Abstract
Security is always a hot topic in wireless sensor networks (WSNs). Privacy-preserving data aggregation has emerged as an important concern in designing data aggregation algorithm. This paper proposes a precision-enhanced and encryption-mixed privacy-preserving data aggregation (PEPDA). The objective is to reduce collision during data transmission and energy consumption and to compensate loss caused by the collision. Based on the Slice-Mix-AggRegaTe (SMART) scheme, it optimizes data slicing by using small data packet, node classifying, and positive and negative data slicing techniques. It also describes a randomized time slot and a data compensation algorithm. Theoretical analysis and simulation show that PEPDA demonstrates a good performance in terms of accuracy, complexity, and security.
1. Introduction
Wireless sensor network (WSN) has received considerable attention during last decade. It has been developed for a wide variety of applications, including military sensing and tracking, environment and security monitoring, and equipment and human monitoring and tracking. Sensor networks usually consist of a large number of ultrasmall autonomous devices. Each device, called a node, is battery powered and equipped with integrated sensors, digital signal processors (DSPs), and radio frequency (RF) circuits. Because of special characteristics and limitations of wireless sensor networks, we face an important challenge in security issue, particularly for the applications where wireless sensor networks are developed in a hostile environment or used for some crucial purposes. For example, an adversary can easily listen to the traffic and mislead communications between nodes. Usually, one of the objectives to develop a sensor network is to collect data. We have therefore to establish a secure network and data aggregation mechanism, together with designing secure protocols to deal with problems about key agreement and encryption in communications and to develop privacy-preserving data aggregation algorithms.
Sensor nodes collect data from where they are deployed and forward the corresponding data to sink node. If some sensors are compromised, the aggregated result will be ill-performed; Chan et al. [1] and Yang et al. [2] have introduced intrusion detection to identify ill-performed aggregation. These are passive privacy-preserving schemes. Moreover, some positive privacy-preserving schemes then are proposed by using cryptographic mechanism to establish secure communication links. A key predistribution scheme was first presented by Eschenauer and Gligor in [3], and a series of improved key distribution schemes [4–6] were described after that. The predistribution keys can be used to construct a hop-by-hop secure data aggregation algorithm. It is a simple and effective way to employ the encryption in data aggregation. However, the encryption and decryption operations have to be executed at each node. Therefore, data aggregating cost is relatively high. In order to get efficiency in privacy-preserving data aggregation, homomorphic encryption was introduced to construct an end-to-end secure data aggregation algorithm. This technique allows arithmetic operations to be performed on ciphertext directly. Note that the schemes using key distribution can ensure data not to be revealed by attackers from outside of network. However, a more stringent scenario may ask for guarantees of in-network confidentiality, which means that individual sensitive data should not be disclosed to any node in the network, including parent node or neighboring node. Some approaches are presented in [7–9] to address these issues. Meanwhile, a typical scheme, called SMART, is proposed by He et al. in [7], which slices individual sensitive data into a set of pieces and sends them to corresponding associated nodes. The SMART scheme guarantees privacy-preserving against attacks from outside and inside of a network by using encryption with the predistributed keys and slicing the data, respectively. It has attracted much more attention in research of privacy-preserving data aggregation.

◆ Work to do
1. In the wireless sensor network passage, list every technique that PEPDA uses to optimize data slicing.
2. Continue the wireless sensor network passage from its last sentence.

◆ Supplied information
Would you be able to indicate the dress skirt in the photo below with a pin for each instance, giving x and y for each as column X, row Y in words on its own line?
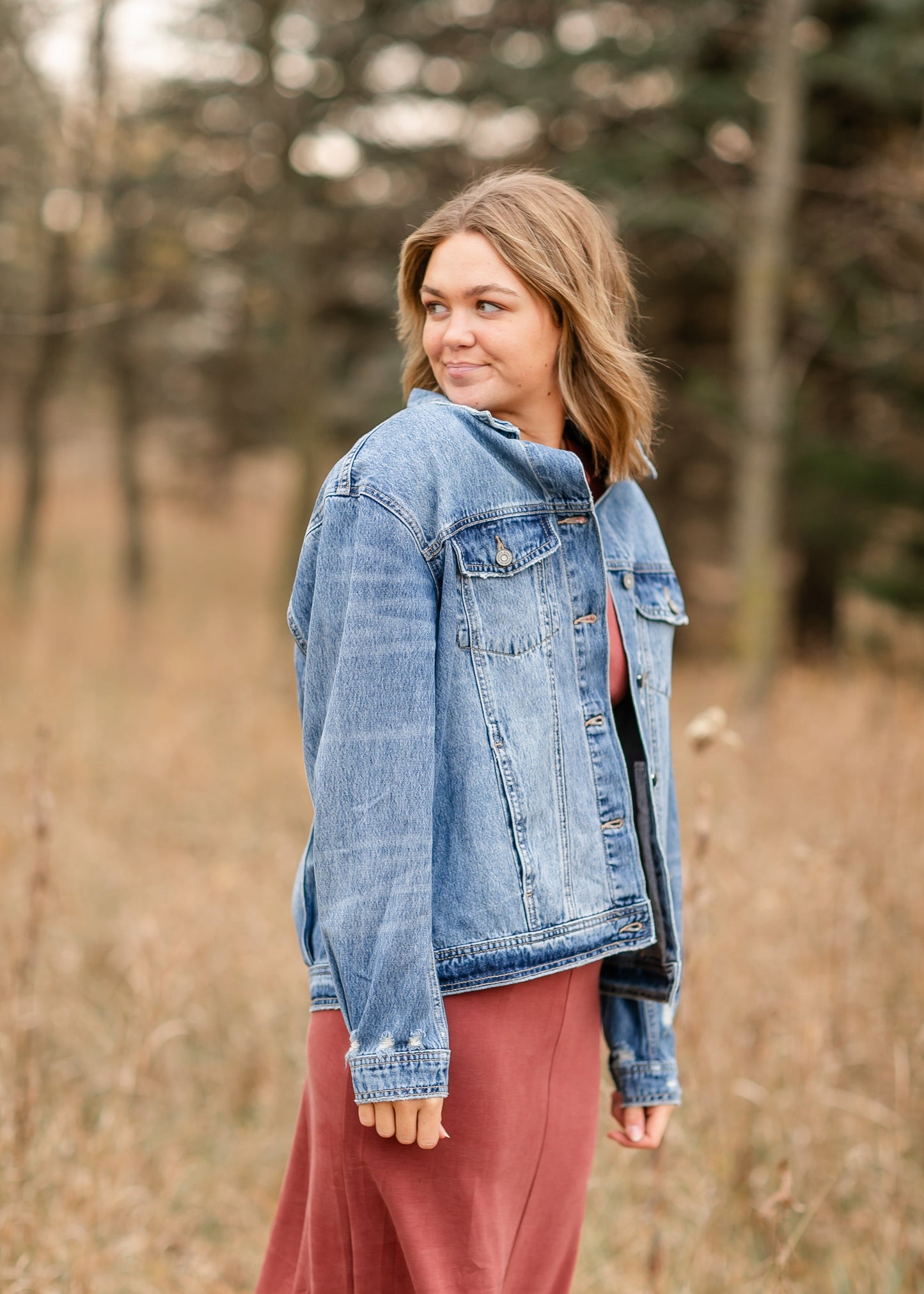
column 497, row 1208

◆ Exercise responses
1.
- Small data packet
- Node classifying
- Positive and negative data slicing

2.
The objective of this paper is to evaluate both security vulnerability and efficiency in data aggregating schemes, particularly for the SMART scheme, and to propose a novel optimal approach, because efficiency and privacy are two important factors considered in designing data aggregation algorithm. The network's whole lifetime is tied up with node's individual energy consumptions which are spent on processing instructions, computations of CPU, send and receive operations, and so forth. Based on SMART scheme, we propose a PEPDA scheme by optimizing some parameters to reduce data collision, data loss and overhead, then to prolong the lifetime of a WSN. Compared with SMART scheme, the proposed PEPDA scheme demonstrates better performances in terms of piece accepting rate, aggregation accuracy, energy consumption, and privacy-preserving efficacy.
The rest of this paper is organized as follows. Section 2 gives a summary of related work. Section 3 evaluates limitations in SMART scheme and introduces our improvement assumptions. Section 4 describes the PEPDA approach with five optimizing factors. Section 5 provides detailed PEPDA protocol. Section 6 analyzes performance of PEPDA scheme. Section 7 gives conclusions and sketches some future work.
2. Related Work
Security of data aggregation in WSNs has been investigated during last decade. Several references give a review about it [10]. Obviously, it is a good way to use cryptography to protect privacy of data.
Privacy-preserving data aggregation schemes using cryptographic mechanisms can be classified into two types: end-to-end encryption scheme and hop-by-hop encryption scheme [2, 7, 8, 11]. The end-to-end encryption scheme aims to establish secure link between base station (BS) and individual sensor node. Sensitive data are encrypted before forwarding upstream; BS then extracts original data using agreed key with each node, making intermediate nodes transparent during data transmission process. However, end-to-end encryption without aggregation is very power-consuming, because each encrypted data is transmitted to BS directly. Along with the fact that nodes closer to BS consume more energy as more data pass through them, the efficiency of end-to-end encryption without aggregation is debatable. To tackle this problem, homomorphic encryption technique is introduced by Castelluccia et al. in [12] and de Cristofaro in [13] to achieve in-network aggregation with end-to-end encryption. Some schemes were described to deal with addition operations in data aggregation with homomorphic encryption, such as to find sum or average value. Homomorphic encryption makes it possible to aggregate data without doing encryption and decryption at intermediate nodes. However, it is not easy to find out operation satisfying the homomorphic properties.
In hop-by-hop encryption scheme, upon receiving an aggregated data, the node decrypts it, aggregates with its own data, encrypts the newly aggregated data, and then forwards upstream. The encrypt and decrypt operations are performed by using certain key distribution scheme. Obviously, hop-by-hop encryption scheme is not an efficient design due to frequent intermediate encrypt and decrypt operations which brings about extra energy consumption and computational delay. Moreover, underlying privacy vulnerability is exposed when decrypted data are eavesdropped. Particularly, we face a challenge from inner attack. Piece slicing technique in SMART is a solution to this problem. In-network aggregation with end-to-end encryption scheme, on the contrary, provides better efficiency and does not have to worry about privacy vulnerability during intermediate node aggregation. Along with the attractive advantages, in-network aggregation with end-to-end encryption scheme designs however have to deal with certain problems in key distribution phase, which are elaborated by Feng et al. in [14].
Privacy-preserving data aggregation (PDA) scheme presented by He et al. in [7] consists of two schemes: cluster-based private data aggregation (CPDA) and SMART. Privacy performance is improved in these two schemes. However, neither of them is efficient. The former one is of computational complexity and big computational burden. Limitations of the latter scheme will be investigated in Section 3.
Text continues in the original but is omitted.